▶ Article
══════════════════════════════

Scène de consécration des coffres-meret par Ramsès Ier

Égypte > Provenance inconnue
Nouvel Empire > Ramsès Ier ou postérieur, XIXe dynastie
H. 59 CM ; L. 60,5 CM ; P. 10 CM 
Calcaire polychromé
Co. 5879

Comment

State of preservation

L'oeuvre est en bon état de conservation. Ce bas-relief fragmentaire, monolithe, est taillé dans une pierre calcaire. Le revers a été aplani, avec des traces de ciseau et de gradine à grain d’orge. Les chants présentent des plans droits. L’état de conservation de la face décorée est assez médiocre. En surface, de nombreuses traces d’altération, des cassures et des zones de piquetage rendent les détails moins visibles. Un enduit rosé, partiellement conservé, modèle le visage du roi. Rien ne permet de déterminer si cet enduit est antique, ancien, ou appliqué lors d’une restauration. Par endroits, le relief apparaît ocre rouge.

Description

Dans une scène représentée en léger creux, l'image d'un pharaon est conservée. Bien que la représentation soit coupée au niveau du torse, il est possible de restituer qu'il est figuré debout, tourné vers la droite. Le souverain projette vers l'avant son bras gauche - le seul conservé sur ce bloc - de manière quasi-horizontale. Son visage, sur lequel des restes de pigments sont encore visibles, a été mutilé intentionnellement sans qu'il soit possible d'en déterminer l'époque.

══════════════════════════════

▶ Données fournies

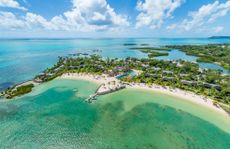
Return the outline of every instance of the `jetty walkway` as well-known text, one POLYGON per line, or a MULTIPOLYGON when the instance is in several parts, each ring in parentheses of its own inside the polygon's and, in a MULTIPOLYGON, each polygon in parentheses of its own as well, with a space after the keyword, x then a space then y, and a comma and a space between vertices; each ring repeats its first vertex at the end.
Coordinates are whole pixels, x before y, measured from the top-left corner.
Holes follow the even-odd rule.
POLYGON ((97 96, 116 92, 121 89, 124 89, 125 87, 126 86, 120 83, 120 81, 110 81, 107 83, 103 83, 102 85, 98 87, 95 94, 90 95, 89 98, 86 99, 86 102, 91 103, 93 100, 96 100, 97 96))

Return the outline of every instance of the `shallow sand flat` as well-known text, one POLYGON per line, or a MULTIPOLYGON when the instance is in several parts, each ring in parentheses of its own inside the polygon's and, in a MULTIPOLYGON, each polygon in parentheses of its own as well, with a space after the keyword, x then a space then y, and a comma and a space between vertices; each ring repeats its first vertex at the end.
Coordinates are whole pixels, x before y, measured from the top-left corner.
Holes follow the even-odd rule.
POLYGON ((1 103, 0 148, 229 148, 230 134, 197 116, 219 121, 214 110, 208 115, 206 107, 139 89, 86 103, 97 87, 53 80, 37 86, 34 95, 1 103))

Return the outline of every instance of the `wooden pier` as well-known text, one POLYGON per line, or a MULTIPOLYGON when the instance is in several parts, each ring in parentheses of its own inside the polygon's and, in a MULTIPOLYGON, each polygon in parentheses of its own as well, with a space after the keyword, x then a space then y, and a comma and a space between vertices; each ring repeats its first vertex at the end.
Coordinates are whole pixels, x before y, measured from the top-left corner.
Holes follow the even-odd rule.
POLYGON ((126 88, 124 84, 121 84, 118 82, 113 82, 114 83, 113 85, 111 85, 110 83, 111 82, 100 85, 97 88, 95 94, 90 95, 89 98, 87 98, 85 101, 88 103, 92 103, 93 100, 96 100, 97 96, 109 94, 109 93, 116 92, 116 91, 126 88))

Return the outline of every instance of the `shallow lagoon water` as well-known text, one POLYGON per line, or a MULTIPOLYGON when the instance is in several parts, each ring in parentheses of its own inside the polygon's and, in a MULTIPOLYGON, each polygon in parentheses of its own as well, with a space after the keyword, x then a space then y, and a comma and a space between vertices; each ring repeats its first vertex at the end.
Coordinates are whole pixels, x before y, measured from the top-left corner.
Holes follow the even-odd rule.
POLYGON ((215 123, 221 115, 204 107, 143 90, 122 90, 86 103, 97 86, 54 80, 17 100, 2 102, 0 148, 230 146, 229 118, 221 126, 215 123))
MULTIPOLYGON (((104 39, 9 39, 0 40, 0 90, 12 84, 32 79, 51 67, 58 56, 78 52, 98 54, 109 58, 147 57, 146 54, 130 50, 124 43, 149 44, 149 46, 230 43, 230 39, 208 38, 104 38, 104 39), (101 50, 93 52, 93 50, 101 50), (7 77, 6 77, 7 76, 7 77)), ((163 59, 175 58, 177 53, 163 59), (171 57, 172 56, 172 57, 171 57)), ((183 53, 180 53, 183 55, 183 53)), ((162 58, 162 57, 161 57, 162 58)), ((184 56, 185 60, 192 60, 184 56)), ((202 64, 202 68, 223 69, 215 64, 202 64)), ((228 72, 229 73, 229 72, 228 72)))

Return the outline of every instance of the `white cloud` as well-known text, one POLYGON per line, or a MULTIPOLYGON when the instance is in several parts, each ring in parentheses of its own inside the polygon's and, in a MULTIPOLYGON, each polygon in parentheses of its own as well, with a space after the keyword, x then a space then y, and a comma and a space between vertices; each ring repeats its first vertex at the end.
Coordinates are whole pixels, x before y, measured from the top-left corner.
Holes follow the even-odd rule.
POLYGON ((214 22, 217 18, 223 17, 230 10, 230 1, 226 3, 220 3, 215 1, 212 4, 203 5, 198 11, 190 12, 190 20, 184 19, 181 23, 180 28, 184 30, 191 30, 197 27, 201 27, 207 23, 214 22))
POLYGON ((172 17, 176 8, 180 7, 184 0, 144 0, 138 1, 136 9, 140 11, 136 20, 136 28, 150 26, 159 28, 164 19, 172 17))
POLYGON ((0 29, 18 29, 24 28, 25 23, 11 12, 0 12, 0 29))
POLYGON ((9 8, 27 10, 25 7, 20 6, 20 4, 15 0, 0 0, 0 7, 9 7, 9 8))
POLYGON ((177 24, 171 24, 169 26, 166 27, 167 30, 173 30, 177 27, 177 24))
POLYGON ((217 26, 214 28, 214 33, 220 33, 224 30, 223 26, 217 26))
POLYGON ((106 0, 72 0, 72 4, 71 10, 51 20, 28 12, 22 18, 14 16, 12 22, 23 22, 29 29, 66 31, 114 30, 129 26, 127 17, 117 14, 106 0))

══════════════════════════════

▶ Exercices
#1 Réécrivez sous forme de liste le paragraphe de la notice sur le bas-relief de Ramsès Ier qui commence par « Dans une scène représentée en léger creux ». Conservez-en les faits principaux.
#2 Dans le passage de la notice sur le bas-relief de Ramsès Ier qui va de « Dans une scène » à « d'en déterminer l'époque. », remplacez « pharaon » par « roi ». Écrivez ensuite le passage ainsi modifié.
#3 Rédigez la suite de la notice sur le bas-relief de Ramsès Ier, à partir de l'endroit où elle s'arrête.

▶ Corrigé des exercices
#1
- La scène, représentée en léger creux, conserve l'image d'un pharaon.
- La figure est coupée au niveau du torse, mais on peut restituer un roi debout, tourné vers la droite.
- Il tend vers l'avant, presque à l'horizontale, son bras gauche, le seul conservé sur le bloc.
- Son visage porte encore des restes de pigments. Il a été mutilé intentionnellement, à une époque impossible à déterminer.

#2
Dans une scène représentée en léger creux, l'image d'un roi est conservée. Bien que la représentation soit coupée au niveau du torse, il est possible de restituer qu'il est figuré debout, tourné vers la droite. Le souverain projette vers l'avant son bras gauche - le seul conservé sur ce bloc - de manière quasi-horizontale. Son visage, sur lequel des restes de pigments sont encore visibles, a été mutilé intentionnellement sans qu'il soit possible d'en déterminer l'époque.

#3
Le roi est vêtu d’une tunique ample et transparente à manches courtes et coiffé du khepresh. Placé au ras de son cou, un double rang de perles circulaires se remarque. Sous ce bras tendu, deux petites plumes obliques sont visibles. Si l'état du bloc ne permet pas d'appréhender l'attitude complète du souverain, une pancarte, placée en haut et à droite,  mentionne sa titulature et permet de l'identifier. La scène représente le pharaon Ramsès Ier, fondateur de la XIXe dynastie et grand-père du très célèbre Ramsès II. La disposition spaciale du texte de la pancarte, organisée en colonnes et lignes affrontées, atteste de la bonne connaissance de la langue hiéroglyphiques du scribe-graveur.
 
Ramsès Ier, de son nom de naisssance Paramessou, était avant son accession au pouvoir, issu d’une famille de militaires et  fils d’un certain Séthi « dignitaire et chef de troupe ». La récurrence de l’anthroponyme « Séthi » (‘celui du dieu Seth’) dans sa lignée laisse penser que la famille était originaire du nord-est du Delta, de la région d’Avaris ou de Tjarou où cette divinité était particulièrement populaire, notamment depuis la Deuxième Période intermédiaire. Cette région d'Avaris correspondait en effet à la capitale du royaume des Hyksôs, une population d'origine cananéenne qui portait une vénération particulière à Seth, dieu égyptien considéré comme l'avatar local du dieu Baâl. Le fait que Paramessou se soit vu confier la direction des postes-frontières du delta oriental est également être l'indice de son lien important avec cette région (SOMAGLINO 2014)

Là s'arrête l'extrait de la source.